> Problems and tasks
1: Do these statements agree with the lumbar puncture abstract? Answer each with yes or no and quote the words that decide it. (a) Twenty-five patients met the inclusion criteria. (b) End-tidal CO2 significantly correlated with intraoperative ICP. (c) Preoperative LP opening pressures were converted to mm Hg for comparison.
2: Could you pick up the lumbar puncture abstract after its last sentence and carry it on?

> Passage shown
Authors: Christina Sarris, MD; Tyler Cole, MD; Ruth Bristol, MD (Phoenix, AZ)

Lumbar puncture has long been considered a reliable method of measuring intracranial pressure. The development of the intraparenchymal pressure monitor calls the accuracy of those measurements into question. The effects of general anesthesia on LP opening pressures should not be underestimated.  The flurane anesthetics, ketamine, patient’s BMI, and elevated end-tidal CO2 have all been found to increase ICP.

An IRB-approved retrospective review of all patients who had undergone ICP wire placement and also had prior LP opening pressure measurements between 2012 and 2017 was carried out. 

25 patients met inclusion criteria. The majority of patients were undergoing workup for chronic headache or idiopathic intracranial hypertension. Preoperative LP opening pressures were recorded in cm H2O and converted to mm Hg for comparative analysis. Mean LP opening pressure was 29.6 cm H2O, or 21.9 mmHg (Range 16-37 mmHg). Intraoperative mean ICP measured via wire was 13.2 mmHg (Range 6-26 mmHg), and postoperative mean ICP measured via wire was 8.1 mmHg (Range -2.5 to 18.5 mmHg). Results of a paired t-test demonstrated that both LP opening pressures and intraoperative ICP measurements were significantly higher by 14 and 5 points, respectively, compared to postoperative ICP measurements (p<0.001). End-tidal CO2 was not found to significantly correlate with intraoperative ICP (p=0.515).

> Provided data

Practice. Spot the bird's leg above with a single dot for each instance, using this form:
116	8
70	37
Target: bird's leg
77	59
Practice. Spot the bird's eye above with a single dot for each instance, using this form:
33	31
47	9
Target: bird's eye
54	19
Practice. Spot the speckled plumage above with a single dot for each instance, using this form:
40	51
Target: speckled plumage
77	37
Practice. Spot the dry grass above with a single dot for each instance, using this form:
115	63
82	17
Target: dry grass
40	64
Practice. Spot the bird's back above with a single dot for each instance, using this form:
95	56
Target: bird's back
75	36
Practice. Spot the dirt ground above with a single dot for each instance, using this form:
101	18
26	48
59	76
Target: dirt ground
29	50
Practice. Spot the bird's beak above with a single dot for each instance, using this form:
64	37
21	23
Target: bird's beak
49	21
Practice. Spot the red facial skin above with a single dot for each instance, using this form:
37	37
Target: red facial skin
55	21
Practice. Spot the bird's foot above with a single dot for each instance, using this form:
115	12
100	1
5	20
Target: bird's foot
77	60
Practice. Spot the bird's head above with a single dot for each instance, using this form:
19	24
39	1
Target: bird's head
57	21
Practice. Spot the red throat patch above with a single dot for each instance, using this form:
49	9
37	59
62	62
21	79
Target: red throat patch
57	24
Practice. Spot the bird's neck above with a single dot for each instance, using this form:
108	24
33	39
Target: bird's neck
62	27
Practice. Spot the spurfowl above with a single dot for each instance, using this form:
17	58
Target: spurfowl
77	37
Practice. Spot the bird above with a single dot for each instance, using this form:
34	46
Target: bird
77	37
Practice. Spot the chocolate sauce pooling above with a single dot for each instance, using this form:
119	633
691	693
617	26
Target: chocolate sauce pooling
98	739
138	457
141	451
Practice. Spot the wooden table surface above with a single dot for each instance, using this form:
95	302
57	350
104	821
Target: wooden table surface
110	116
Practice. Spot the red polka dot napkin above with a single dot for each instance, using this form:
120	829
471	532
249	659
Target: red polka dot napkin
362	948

> Answers provided
1:
(a) Yes: "25 patients met inclusion criteria."
(b) No: "End-tidal CO2 was not found to significantly correlate with intraoperative ICP (p=0.515)."
(c) Yes: "Preoperative LP opening pressures were recorded in cm H2O and converted to mm Hg for comparative analysis."

2:
Lumbar puncture pressure was not an accurate measurement of intracranial pressure in our series.  As physicians often incorrectly use mmHg and cm H2O interchangeably, the discrepancy in using cm H2O for lumbar puncture and using mmHg for ICP should be accounted for by conversion to the same units for comparison. Anesthetic protocols should avoid inhalational agents and ketamine. Interventions, such as shunting, cranial vault remodeling, or medication management, should be undertaken with caution if LP opening pressure measurement is the only available estimate of ICP.